- EJERCICIO BREVE A:
Multiplica por 2,35 las coordenadas anotadas después de "Reported:" en el tramo del listado que va desde su comienzo hasta la línea que contiene "[(1241, 171)]", ambos extremos incluidos, y redondea cada resultado al entero (las mitades hacia arriba). Reescribe completas las líneas de ese tramo, sin cambiar ninguna otra cifra.

- FRAGMENTO DEL DOCUMENTO:
El Tea Party es, también, otras varias cosas más inasibles. Es un organismo vivo, sin plataforma escrita ni mando ni líder central sino células dispersas en todo el país que operan como guerrillas. Mucha gente enojada, que cree poseer una verdad revelada por Dios y que es muy blanca. Es basismo inorgánico, tribunales populares en la corte de facebook, un fundamentalismo de decisiones finalistas. El Tea Party es un lío enorme, un gran dolor de cabeza. Es La Cosa.
—Somos América —dice JJ.

América está en serios problemas.
El tísico crecimiento de los últimos años dependió en buena medida de los fondos de ayuda del gobierno para que las empresas tomen empleo y los consumidores, que generan seis de cada diez dólares del PIB, compren más autos, casas y chucherías y gasten en iPads, iPhones y vacaciones. Todo eso debiera permitir al Estado recaudar más, pero si no recauda debe tomar más deuda para financiarse y su deuda ya es ozónica. Tampoco puede subir los impuestos: en este Estados Unidos es un pecado capital.
El dos de agosto, la fecha límite para que el gobierno iniciara una escalera de impagos de la deuda, al Tea Party no le importó nada de eso. Sus representantes y los republicanos aceptaron fijar un nuevo límite de endeudamiento solo a cambio de que la Casa Blanca reduzca el gasto social y, a largo plazo, la deuda y el déficit. Pero, y ahí está el truco, debe hacerlo sin incrementar los impuestos ni eliminar exenciones tributarias que, básicamente, benefician a los ricos. El acuerdo coincide con esta figura: primero se venda el pie herido; luego se le echa encima un piano.

- DATOS DE ENTRADA:
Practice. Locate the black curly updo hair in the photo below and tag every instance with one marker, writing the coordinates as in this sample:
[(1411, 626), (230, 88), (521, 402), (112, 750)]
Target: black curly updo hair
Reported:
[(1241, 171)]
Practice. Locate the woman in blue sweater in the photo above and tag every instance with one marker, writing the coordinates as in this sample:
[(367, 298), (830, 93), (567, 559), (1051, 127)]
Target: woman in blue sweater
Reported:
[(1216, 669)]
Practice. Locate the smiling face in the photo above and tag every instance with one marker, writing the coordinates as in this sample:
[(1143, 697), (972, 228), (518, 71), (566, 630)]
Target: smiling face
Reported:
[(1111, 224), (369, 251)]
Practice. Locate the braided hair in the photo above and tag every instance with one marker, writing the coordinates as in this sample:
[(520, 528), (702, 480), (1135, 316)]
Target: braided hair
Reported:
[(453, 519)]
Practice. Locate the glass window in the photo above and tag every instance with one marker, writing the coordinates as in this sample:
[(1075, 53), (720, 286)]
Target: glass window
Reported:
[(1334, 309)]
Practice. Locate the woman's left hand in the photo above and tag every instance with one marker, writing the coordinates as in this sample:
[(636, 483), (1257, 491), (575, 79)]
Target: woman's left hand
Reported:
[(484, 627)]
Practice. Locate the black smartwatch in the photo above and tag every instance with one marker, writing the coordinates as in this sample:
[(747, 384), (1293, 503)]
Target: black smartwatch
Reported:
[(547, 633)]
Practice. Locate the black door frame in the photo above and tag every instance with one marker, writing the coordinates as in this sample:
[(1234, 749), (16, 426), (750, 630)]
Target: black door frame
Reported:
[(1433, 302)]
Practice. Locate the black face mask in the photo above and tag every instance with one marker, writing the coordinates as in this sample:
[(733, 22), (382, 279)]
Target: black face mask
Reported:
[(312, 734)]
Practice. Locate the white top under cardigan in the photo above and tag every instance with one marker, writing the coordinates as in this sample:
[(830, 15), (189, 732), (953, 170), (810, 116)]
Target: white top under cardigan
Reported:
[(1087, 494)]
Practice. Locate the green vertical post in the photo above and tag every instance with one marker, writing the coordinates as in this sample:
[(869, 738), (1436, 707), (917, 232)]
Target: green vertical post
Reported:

- EJERCICIO BREVE B:
Por favor, escribe la continuación del fragmento sobre el Tea Party y la deuda de Estados Unidos a partir de su última oración.

- RESPUESTA A:
Practice. Locate the black curly updo hair in the photo below and tag every instance with one marker, writing the coordinates as in this sample:
[(1411, 626), (230, 88), (521, 402), (112, 750)]
Target: black curly updo hair
Reported:
[(2916, 402)]

- RESPUESTA B:
Nouriel Rubini, el economista que adelantó la crisis de las hipotecas tóxicas, definió en twitter el modo en que los teteros entienden el mundo: «Cerremos la Reserva Federal, los bancos y volvamos a esa bucólica economía autárquica del trueque donde yo te vendo mis papas por tus tomates».
El tironeo por la deuda —el primer reality show político global— hirió la confianza en la habilidad de Estados Unidos para manejar sus asuntos internos, que equivalen en buena medida a los asuntos del mundo. La historia que siguió aún huele a pan fresco. La calificadora de riesgo Standard & Poor’s rebajó la calidad del crédito estadounidense, el precio del petróleo volvió del cielo a la Tierra Media y los productos agrícolas bajaron de Saturno a, digamos, Mercurio. Los inversores, mientras, se convirtieron en chihuahuas histéricos que saltan de una bolsa a la otra o al oro o al yen o a los títulos de deuda y que lo harían también a un acuario con tiburones si eso preservase el valor de su dinero —o los hiciera más ricos—.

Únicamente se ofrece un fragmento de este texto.